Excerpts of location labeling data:
.....
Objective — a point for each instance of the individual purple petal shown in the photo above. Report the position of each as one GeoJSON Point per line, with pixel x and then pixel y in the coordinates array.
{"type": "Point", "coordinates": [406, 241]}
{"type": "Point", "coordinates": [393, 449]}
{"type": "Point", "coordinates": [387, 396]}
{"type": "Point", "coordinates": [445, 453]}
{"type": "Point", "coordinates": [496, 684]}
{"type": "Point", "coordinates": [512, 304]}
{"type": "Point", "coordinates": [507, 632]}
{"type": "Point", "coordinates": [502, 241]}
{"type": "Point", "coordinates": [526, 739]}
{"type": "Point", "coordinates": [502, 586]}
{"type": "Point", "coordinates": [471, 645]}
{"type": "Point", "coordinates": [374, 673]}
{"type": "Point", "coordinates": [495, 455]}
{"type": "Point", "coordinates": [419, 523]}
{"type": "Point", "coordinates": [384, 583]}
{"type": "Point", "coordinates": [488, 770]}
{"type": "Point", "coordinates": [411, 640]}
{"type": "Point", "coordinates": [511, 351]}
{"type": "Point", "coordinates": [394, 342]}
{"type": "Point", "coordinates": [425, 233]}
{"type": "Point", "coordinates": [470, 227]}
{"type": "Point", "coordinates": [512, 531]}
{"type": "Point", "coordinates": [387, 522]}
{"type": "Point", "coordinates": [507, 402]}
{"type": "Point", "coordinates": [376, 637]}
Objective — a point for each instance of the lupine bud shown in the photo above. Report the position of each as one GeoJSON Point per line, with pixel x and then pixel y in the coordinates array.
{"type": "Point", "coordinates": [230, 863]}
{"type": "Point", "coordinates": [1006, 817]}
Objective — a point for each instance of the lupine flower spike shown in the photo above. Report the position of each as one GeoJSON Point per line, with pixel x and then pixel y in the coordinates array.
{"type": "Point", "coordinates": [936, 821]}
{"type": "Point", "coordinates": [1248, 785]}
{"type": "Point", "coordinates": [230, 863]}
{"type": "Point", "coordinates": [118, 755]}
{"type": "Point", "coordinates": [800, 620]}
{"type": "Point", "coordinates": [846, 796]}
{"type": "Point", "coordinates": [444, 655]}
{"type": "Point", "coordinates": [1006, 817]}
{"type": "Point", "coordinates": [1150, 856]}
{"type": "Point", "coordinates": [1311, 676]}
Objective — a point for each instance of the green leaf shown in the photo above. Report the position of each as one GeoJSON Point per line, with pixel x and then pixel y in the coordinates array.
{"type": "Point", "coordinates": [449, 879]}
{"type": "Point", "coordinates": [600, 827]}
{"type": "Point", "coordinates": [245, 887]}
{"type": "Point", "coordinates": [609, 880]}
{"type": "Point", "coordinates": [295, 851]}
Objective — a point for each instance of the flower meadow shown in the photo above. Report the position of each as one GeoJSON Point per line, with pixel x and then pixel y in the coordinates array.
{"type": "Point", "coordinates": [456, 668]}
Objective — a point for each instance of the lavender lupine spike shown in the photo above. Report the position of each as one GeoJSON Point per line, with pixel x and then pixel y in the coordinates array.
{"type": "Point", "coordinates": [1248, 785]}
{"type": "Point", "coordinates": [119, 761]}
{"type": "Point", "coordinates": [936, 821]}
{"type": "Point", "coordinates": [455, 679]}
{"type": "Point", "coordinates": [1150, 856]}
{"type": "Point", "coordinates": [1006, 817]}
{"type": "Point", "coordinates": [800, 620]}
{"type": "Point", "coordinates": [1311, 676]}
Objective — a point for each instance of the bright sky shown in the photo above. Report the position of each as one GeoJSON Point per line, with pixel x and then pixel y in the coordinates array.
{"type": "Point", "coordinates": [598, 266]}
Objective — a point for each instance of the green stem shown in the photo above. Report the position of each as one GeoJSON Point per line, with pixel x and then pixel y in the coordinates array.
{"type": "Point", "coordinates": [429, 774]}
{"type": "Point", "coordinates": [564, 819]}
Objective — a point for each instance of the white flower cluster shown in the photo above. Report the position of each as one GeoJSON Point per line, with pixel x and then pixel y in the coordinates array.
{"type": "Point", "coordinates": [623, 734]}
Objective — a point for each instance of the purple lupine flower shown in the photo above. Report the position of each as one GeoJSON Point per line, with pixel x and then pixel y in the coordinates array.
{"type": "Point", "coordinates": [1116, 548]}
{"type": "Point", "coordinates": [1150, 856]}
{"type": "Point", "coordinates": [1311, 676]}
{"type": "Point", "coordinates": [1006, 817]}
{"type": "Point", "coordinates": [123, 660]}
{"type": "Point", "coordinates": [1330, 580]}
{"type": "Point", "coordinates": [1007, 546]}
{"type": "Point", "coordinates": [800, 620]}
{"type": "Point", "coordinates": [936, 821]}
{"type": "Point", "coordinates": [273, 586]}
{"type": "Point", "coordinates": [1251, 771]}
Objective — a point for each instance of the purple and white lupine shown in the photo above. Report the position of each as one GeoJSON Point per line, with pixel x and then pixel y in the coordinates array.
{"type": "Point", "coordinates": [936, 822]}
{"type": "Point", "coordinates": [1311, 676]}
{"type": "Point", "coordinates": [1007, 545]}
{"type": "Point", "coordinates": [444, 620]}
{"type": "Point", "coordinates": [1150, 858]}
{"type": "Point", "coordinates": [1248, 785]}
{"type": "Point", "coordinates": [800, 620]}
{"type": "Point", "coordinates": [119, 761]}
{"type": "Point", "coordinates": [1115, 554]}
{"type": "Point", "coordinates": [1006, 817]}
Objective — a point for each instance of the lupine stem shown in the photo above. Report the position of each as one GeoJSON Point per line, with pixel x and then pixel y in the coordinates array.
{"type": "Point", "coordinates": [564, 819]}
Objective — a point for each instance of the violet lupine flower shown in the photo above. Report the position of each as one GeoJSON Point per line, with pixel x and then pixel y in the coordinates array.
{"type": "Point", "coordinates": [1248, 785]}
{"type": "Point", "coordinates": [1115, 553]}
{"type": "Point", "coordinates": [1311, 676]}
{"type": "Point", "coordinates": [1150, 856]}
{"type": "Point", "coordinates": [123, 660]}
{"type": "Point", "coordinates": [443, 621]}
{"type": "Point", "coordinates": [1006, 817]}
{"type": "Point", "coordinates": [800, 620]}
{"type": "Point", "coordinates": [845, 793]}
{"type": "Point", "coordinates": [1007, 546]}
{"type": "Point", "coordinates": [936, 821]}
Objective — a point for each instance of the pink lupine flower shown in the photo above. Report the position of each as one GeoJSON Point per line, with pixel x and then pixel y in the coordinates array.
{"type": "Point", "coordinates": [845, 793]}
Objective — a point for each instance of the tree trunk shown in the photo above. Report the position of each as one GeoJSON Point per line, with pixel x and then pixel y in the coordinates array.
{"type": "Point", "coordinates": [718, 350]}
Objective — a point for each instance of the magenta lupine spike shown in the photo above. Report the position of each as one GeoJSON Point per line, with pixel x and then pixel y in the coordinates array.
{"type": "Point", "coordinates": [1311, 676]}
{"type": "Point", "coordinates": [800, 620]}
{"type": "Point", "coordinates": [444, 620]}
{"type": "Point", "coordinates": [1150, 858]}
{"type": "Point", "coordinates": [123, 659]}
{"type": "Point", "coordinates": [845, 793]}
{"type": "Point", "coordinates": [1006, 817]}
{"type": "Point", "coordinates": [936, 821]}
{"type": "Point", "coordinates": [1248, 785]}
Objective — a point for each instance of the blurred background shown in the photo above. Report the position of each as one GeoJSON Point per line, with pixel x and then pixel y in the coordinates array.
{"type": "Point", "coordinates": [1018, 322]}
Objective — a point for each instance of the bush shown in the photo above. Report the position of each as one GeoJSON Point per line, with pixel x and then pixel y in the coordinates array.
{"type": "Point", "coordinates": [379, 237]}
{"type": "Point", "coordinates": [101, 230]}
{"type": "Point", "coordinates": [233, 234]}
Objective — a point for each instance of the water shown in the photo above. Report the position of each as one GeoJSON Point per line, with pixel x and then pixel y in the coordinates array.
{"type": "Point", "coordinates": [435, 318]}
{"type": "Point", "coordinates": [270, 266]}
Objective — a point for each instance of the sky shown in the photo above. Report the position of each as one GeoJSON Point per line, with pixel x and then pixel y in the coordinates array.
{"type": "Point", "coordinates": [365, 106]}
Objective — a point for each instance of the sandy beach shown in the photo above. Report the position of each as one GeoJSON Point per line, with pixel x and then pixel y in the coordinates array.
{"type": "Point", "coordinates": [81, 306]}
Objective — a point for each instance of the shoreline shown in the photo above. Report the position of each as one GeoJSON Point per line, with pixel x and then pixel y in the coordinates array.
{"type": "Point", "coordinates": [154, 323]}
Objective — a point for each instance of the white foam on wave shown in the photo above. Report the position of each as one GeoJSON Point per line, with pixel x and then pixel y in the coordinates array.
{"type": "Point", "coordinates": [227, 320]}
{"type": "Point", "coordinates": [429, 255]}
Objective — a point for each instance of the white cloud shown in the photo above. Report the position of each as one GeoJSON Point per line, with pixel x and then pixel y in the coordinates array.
.....
Retype nothing except the lines from the line holding "Objective — a point for each instance of the white foam" through the last line of the entries, both included.

Objective — a point for each instance of the white foam on wave shown in the photo above. Report the position of each as one GeoJSON Point per line, with pixel x and then pixel y in the coordinates array.
{"type": "Point", "coordinates": [227, 320]}
{"type": "Point", "coordinates": [429, 255]}
Objective — a point for each instance of the white cloud shown in the photo above. Report the position of each as one GeoJSON Point per line, with pixel x and then pixel y in the coordinates array.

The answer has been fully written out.